What is expected: From the listing below, extract every line containing "green".
-- Data supplied follows --
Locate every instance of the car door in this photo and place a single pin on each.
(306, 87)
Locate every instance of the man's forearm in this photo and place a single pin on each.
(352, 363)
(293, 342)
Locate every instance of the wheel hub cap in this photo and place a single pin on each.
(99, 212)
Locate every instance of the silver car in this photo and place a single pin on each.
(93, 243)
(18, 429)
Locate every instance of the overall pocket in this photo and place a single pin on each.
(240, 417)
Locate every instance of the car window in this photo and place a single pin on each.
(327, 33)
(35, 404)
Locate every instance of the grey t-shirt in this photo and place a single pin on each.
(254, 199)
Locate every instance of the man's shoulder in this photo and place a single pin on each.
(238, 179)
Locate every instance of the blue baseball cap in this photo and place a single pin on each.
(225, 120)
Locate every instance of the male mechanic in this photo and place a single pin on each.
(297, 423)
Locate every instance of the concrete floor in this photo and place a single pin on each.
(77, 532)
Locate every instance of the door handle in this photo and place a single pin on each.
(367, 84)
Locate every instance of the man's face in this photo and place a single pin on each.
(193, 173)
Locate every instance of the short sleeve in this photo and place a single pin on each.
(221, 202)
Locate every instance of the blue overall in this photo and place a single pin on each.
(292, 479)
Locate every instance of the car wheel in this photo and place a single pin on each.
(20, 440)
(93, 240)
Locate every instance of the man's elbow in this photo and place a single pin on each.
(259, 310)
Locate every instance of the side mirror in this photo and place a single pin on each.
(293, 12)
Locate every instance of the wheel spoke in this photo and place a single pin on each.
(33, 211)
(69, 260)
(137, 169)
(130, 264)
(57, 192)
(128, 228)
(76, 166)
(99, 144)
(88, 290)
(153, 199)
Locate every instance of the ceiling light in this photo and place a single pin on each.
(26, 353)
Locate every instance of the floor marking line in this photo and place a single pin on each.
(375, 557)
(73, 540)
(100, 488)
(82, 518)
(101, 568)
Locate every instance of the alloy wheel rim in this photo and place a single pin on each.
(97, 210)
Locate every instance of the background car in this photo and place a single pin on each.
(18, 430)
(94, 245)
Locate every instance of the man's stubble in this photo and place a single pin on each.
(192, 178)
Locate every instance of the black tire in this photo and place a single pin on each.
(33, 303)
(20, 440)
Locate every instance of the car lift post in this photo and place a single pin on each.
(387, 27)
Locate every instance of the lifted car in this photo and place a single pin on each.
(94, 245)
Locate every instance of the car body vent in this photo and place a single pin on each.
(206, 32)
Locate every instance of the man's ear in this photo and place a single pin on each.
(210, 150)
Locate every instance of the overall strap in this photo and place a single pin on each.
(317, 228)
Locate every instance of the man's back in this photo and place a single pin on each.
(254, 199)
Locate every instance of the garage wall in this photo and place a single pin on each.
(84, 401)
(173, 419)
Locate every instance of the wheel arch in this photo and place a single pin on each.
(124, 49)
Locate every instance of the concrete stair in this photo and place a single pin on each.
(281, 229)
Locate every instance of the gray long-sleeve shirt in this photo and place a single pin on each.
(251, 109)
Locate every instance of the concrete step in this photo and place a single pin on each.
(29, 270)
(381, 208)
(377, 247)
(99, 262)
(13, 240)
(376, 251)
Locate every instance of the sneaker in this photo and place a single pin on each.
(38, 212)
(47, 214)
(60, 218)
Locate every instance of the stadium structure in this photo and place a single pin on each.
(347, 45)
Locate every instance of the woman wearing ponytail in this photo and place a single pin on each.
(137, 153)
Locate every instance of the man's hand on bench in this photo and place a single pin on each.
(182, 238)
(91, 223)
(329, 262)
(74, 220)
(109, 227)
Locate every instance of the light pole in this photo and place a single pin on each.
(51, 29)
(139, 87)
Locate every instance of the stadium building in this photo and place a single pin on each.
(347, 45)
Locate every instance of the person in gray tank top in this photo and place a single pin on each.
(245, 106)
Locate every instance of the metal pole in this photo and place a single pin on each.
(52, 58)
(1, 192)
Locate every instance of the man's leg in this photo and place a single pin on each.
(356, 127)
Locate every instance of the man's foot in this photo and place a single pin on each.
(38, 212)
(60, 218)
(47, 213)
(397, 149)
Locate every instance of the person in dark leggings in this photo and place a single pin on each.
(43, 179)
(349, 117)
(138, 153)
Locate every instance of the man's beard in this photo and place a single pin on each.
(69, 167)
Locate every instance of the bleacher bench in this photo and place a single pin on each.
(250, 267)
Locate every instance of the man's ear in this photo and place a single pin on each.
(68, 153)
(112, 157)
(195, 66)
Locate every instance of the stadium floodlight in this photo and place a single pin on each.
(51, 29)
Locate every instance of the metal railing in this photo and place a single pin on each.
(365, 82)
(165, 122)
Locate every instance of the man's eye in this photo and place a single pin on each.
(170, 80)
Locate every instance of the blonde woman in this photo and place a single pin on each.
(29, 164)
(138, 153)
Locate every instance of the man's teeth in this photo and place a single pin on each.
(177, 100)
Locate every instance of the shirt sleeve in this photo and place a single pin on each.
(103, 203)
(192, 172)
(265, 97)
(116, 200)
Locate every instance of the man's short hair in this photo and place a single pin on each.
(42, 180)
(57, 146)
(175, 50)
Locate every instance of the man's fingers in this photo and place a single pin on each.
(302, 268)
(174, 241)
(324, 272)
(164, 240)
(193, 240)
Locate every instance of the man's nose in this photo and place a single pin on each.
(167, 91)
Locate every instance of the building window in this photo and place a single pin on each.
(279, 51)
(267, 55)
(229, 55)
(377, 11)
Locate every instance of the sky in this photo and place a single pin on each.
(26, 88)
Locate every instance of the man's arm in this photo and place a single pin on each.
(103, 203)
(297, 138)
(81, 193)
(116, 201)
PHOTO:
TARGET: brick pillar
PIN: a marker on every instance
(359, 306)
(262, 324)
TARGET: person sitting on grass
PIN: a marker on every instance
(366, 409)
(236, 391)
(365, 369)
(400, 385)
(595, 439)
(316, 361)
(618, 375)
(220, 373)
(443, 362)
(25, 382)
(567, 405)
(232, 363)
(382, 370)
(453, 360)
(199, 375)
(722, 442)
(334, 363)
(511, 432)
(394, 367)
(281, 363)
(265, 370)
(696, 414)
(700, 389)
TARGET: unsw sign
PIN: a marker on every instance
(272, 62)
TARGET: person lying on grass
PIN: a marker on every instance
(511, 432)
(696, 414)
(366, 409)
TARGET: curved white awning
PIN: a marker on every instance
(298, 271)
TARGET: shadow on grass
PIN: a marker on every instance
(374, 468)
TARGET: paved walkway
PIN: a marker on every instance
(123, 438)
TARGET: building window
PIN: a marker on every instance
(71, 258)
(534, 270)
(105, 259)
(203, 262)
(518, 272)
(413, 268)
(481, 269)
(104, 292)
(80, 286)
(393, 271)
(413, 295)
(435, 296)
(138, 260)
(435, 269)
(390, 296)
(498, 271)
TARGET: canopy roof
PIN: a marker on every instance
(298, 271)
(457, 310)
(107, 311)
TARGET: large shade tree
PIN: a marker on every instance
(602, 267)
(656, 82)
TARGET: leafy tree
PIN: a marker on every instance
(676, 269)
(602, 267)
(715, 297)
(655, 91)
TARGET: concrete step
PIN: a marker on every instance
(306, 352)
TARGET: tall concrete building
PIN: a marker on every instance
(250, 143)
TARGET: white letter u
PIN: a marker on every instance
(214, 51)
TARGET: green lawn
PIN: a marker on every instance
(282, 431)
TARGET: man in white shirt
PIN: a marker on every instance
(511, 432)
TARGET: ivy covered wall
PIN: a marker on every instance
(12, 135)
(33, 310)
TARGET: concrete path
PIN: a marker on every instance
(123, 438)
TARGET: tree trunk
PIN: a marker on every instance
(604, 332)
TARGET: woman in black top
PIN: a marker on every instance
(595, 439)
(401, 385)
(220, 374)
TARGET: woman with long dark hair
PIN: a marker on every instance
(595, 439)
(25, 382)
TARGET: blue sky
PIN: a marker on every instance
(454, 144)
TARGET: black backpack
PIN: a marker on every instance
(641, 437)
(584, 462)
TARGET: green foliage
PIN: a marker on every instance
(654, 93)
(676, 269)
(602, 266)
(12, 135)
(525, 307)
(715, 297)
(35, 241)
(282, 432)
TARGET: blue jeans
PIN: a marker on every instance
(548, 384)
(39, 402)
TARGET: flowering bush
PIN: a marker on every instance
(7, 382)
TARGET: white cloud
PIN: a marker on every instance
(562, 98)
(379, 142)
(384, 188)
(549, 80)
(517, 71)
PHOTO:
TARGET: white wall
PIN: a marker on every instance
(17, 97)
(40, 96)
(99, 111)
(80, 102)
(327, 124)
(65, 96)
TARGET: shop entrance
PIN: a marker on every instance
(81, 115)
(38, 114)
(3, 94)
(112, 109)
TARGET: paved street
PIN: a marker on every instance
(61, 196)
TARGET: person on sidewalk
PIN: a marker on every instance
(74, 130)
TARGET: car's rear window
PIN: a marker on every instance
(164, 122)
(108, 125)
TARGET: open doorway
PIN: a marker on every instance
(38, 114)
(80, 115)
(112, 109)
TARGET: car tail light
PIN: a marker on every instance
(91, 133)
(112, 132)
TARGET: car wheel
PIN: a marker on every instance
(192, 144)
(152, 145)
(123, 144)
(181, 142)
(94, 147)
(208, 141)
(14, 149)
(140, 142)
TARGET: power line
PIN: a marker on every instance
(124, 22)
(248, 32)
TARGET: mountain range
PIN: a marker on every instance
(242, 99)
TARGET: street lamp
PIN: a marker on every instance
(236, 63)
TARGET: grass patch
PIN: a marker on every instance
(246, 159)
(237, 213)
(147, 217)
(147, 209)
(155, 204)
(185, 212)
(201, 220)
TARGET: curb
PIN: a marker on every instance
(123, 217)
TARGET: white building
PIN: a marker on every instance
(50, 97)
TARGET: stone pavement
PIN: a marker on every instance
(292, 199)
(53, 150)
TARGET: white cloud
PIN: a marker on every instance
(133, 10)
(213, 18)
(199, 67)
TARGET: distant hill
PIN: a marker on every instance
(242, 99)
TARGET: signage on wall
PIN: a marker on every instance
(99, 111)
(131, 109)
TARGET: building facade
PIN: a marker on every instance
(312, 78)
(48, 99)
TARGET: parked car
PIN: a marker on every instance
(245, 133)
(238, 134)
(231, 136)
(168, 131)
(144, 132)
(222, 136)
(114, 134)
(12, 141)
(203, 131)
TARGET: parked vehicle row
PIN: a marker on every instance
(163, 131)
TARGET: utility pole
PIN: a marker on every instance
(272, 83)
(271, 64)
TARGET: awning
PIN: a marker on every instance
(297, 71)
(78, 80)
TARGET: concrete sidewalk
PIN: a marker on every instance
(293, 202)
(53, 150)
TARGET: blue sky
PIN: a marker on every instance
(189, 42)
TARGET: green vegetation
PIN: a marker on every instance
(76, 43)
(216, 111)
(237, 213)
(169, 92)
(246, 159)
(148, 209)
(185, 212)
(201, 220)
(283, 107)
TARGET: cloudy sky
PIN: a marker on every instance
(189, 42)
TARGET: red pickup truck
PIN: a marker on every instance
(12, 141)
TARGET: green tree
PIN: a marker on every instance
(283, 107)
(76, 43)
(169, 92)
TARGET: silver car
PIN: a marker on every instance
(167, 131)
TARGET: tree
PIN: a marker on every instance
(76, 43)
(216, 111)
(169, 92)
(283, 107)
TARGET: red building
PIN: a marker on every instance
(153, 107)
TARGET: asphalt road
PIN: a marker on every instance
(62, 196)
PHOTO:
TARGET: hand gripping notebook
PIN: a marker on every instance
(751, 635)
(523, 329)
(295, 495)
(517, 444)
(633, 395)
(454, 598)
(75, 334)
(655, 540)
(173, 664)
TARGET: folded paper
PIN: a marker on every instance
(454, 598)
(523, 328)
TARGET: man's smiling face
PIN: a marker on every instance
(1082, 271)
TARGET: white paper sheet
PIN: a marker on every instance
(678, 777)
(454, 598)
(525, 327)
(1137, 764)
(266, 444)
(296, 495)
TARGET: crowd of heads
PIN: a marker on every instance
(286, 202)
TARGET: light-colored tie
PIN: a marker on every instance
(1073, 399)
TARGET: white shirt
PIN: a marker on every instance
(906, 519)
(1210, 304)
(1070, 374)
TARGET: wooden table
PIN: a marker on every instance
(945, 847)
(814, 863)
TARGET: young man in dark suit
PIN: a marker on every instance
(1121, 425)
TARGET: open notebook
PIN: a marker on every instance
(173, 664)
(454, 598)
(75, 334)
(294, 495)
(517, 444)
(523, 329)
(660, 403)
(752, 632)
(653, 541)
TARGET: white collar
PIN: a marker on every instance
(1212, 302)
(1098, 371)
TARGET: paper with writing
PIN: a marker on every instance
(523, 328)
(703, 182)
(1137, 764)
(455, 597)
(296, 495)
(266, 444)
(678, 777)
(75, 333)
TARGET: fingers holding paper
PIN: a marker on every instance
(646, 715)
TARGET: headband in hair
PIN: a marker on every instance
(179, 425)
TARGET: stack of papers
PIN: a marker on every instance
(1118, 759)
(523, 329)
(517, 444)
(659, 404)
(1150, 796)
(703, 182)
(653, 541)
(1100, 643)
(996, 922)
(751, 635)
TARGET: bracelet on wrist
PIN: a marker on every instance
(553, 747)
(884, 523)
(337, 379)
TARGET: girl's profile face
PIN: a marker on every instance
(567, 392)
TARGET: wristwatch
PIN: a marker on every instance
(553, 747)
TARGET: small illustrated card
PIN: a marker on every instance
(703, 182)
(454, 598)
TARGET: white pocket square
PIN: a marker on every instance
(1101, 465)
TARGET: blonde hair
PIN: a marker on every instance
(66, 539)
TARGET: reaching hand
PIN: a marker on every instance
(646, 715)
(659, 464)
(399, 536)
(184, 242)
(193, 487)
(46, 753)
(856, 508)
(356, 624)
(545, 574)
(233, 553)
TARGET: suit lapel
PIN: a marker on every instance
-- Data supplied concluded --
Response to the exercise:
TARGET: green lawn
TARGET: green foliage
TARGET: green vegetation
TARGET: green tree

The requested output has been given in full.